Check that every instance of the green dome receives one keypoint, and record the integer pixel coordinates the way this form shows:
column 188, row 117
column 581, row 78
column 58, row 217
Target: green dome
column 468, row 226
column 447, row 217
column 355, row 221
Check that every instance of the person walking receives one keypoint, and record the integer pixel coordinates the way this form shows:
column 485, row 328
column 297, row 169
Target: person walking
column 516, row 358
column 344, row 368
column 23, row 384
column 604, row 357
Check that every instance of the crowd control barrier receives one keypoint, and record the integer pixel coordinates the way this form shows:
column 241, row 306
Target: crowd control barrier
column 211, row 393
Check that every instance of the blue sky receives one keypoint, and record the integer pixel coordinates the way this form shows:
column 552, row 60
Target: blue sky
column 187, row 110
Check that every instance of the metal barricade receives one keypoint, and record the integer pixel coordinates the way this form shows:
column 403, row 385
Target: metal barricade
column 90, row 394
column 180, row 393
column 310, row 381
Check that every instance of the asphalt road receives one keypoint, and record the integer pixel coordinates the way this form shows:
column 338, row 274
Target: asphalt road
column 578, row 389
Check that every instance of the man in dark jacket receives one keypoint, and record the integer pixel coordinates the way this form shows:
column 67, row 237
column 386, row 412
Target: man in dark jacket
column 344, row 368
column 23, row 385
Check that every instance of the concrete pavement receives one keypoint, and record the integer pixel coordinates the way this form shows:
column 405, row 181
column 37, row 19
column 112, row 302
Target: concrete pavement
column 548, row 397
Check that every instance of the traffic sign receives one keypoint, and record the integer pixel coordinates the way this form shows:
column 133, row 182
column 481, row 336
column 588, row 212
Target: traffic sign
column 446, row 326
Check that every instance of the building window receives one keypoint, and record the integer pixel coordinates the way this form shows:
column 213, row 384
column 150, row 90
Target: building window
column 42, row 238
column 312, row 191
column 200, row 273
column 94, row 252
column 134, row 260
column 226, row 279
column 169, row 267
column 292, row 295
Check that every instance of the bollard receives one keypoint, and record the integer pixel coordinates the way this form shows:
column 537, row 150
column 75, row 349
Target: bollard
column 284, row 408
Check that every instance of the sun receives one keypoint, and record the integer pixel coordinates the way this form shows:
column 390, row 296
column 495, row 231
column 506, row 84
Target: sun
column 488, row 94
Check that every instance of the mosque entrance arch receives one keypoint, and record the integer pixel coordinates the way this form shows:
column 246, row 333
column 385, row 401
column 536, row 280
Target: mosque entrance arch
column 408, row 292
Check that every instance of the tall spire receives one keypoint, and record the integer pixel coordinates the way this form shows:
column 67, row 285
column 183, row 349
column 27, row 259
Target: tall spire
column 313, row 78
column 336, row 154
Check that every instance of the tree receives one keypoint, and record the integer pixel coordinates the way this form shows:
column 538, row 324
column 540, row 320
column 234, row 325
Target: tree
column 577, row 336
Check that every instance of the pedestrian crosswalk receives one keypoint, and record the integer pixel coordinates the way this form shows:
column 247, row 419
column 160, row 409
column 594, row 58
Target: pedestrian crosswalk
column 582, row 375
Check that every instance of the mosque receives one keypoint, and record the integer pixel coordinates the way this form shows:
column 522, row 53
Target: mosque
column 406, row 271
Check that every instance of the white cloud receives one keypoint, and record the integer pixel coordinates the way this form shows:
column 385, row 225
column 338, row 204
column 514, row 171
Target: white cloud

--*--

▶ [Task to carry out] In the listing above, put the stretch from the line containing "Check that every instance of the mosque entrance" through the line containing "column 408, row 292" into a JSON list of strings, one string per line and both end lines included. Leave out any blank lines.

▶ [Exercise answer]
[
  "Check that every instance of the mosque entrance arch receives one keypoint, and record the integer pixel coordinates the way this form shows:",
  "column 246, row 333",
  "column 385, row 401",
  "column 536, row 280",
  "Target: mosque entrance arch",
  "column 408, row 292"
]